■ TASK REQUIREMENTS
Take the line containing "Target: green foliage" and all lines after it to the end of the records, and output them exactly.

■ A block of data
—————

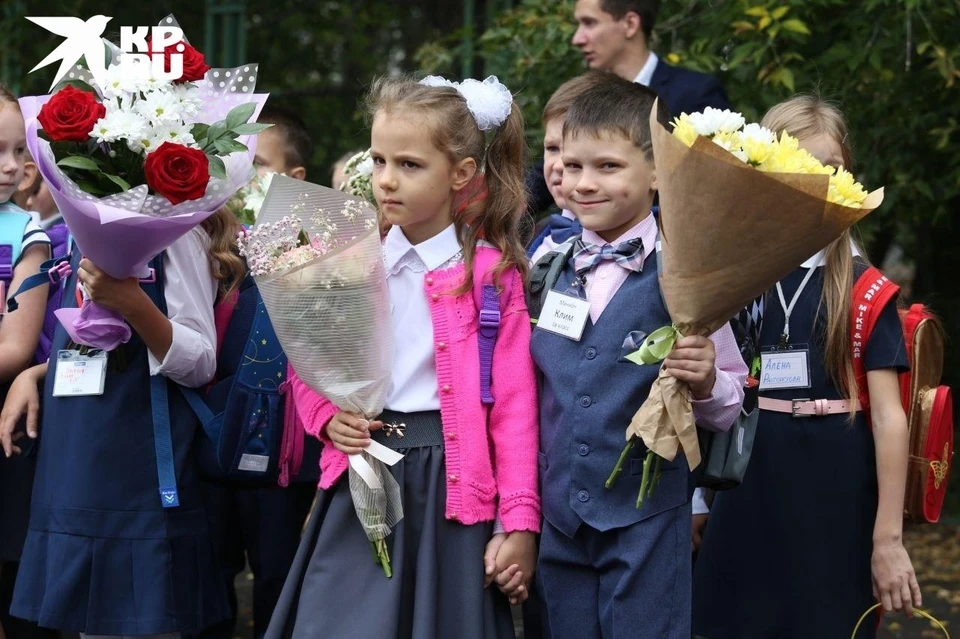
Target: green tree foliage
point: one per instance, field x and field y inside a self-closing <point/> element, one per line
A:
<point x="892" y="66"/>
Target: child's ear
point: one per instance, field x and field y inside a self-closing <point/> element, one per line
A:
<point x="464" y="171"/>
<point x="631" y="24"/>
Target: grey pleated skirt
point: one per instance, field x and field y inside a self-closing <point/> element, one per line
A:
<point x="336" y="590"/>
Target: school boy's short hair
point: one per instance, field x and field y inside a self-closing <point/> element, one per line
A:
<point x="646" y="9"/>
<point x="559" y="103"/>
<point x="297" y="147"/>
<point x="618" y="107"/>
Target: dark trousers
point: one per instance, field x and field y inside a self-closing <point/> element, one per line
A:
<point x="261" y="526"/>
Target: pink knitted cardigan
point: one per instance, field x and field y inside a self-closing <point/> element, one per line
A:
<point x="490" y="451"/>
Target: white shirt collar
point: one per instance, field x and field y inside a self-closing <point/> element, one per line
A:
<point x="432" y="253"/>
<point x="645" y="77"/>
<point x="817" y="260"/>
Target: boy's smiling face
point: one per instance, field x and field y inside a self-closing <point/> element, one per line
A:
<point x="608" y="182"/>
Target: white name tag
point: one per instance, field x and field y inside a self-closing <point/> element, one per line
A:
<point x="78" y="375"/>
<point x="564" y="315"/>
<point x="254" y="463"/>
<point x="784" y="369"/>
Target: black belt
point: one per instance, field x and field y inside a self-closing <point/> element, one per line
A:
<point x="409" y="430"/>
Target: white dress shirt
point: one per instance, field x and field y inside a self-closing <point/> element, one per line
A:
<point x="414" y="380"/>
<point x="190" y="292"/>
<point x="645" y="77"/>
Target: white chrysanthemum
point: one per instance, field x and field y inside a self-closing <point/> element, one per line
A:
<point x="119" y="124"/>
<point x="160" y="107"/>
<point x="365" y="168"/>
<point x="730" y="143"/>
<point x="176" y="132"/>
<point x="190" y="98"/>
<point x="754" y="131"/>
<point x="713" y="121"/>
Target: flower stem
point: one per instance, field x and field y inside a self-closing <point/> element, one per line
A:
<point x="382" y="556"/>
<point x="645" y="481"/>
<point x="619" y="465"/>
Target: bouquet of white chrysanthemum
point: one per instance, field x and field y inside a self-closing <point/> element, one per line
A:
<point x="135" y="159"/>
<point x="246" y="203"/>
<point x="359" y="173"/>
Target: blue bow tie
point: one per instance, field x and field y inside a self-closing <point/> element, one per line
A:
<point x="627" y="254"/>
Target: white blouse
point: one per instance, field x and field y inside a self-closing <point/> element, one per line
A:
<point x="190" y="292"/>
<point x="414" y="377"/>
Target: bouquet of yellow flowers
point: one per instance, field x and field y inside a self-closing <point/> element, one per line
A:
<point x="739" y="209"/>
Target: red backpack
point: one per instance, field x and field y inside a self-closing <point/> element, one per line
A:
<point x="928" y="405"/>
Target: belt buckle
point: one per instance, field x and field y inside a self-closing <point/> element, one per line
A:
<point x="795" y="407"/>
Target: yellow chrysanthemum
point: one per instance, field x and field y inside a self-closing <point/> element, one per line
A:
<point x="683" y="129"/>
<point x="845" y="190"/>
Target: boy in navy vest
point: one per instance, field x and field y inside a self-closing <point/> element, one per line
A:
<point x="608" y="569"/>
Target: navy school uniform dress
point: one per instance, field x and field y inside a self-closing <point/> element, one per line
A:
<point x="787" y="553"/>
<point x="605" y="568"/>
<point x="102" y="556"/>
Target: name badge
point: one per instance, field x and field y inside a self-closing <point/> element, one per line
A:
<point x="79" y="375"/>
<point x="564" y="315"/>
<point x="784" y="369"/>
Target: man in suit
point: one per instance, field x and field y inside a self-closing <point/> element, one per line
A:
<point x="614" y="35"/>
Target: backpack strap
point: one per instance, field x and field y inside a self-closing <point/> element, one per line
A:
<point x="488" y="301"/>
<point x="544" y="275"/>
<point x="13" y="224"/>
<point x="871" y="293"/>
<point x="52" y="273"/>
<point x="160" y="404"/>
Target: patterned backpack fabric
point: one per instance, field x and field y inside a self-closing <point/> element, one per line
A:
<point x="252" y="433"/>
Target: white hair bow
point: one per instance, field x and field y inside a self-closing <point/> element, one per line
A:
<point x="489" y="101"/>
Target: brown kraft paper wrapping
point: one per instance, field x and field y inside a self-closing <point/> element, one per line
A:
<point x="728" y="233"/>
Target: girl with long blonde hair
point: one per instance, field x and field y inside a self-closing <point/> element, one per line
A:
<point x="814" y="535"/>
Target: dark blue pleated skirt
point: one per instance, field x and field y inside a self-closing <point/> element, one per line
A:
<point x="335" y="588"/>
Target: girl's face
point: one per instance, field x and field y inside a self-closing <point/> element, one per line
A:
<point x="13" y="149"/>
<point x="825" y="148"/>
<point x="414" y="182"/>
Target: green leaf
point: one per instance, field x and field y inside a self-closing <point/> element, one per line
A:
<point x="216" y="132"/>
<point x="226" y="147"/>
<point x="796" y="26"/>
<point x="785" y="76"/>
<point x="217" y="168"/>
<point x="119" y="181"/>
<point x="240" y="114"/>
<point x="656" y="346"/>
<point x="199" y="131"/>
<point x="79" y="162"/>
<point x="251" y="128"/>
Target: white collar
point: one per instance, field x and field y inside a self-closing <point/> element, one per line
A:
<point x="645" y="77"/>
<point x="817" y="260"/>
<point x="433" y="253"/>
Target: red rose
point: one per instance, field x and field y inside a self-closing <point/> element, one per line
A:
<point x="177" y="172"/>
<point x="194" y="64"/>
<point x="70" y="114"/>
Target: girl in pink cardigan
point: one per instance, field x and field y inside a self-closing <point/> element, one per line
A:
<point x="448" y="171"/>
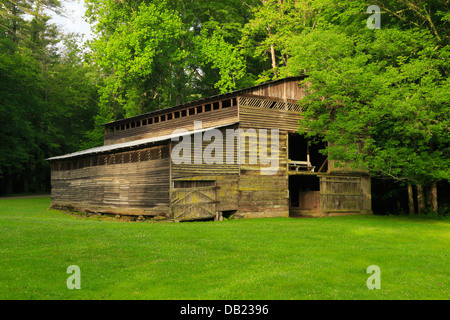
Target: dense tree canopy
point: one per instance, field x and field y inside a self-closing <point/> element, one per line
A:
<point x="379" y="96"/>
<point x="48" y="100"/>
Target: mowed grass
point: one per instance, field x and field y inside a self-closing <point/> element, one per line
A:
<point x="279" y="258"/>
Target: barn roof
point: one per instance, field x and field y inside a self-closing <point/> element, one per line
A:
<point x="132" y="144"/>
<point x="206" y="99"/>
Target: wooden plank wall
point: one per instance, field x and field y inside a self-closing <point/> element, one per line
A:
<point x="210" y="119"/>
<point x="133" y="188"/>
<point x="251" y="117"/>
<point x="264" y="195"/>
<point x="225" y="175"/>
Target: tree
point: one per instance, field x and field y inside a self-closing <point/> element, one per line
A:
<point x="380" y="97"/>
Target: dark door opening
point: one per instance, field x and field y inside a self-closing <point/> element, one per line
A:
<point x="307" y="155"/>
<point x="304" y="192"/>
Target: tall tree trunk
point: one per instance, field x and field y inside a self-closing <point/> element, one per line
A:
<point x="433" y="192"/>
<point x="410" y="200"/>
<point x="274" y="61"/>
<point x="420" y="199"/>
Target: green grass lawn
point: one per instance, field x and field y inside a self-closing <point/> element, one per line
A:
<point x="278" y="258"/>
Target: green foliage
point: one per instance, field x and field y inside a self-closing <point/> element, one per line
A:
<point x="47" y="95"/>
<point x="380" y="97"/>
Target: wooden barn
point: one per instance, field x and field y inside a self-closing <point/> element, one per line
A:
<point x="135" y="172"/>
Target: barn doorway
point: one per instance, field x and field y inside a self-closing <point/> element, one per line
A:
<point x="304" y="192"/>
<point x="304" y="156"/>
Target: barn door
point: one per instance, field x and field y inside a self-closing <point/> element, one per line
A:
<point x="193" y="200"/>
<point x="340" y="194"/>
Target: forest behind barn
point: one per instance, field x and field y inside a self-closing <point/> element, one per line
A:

—————

■ FINISHED EXERCISE
Target: green foliage
point: one per instance, field x and field y inside a self-closing <point/> element, one per line
A:
<point x="47" y="95"/>
<point x="380" y="97"/>
Target: wooden barn
point: one per instance, field x and field y inside a self-closing <point/> element, one per line
A:
<point x="135" y="172"/>
Target: barn doorway
point: one per instance, field x and field y inside a self-closing <point/> element, one per line
A:
<point x="304" y="192"/>
<point x="304" y="156"/>
Target: barn door
point: one per instance, field x and field y inside a self-closing <point/> element, one per line
A:
<point x="193" y="200"/>
<point x="340" y="194"/>
Target: forest behind barn
point: one per instance, field x and field y inside a self-closing <point/> element, one per line
A:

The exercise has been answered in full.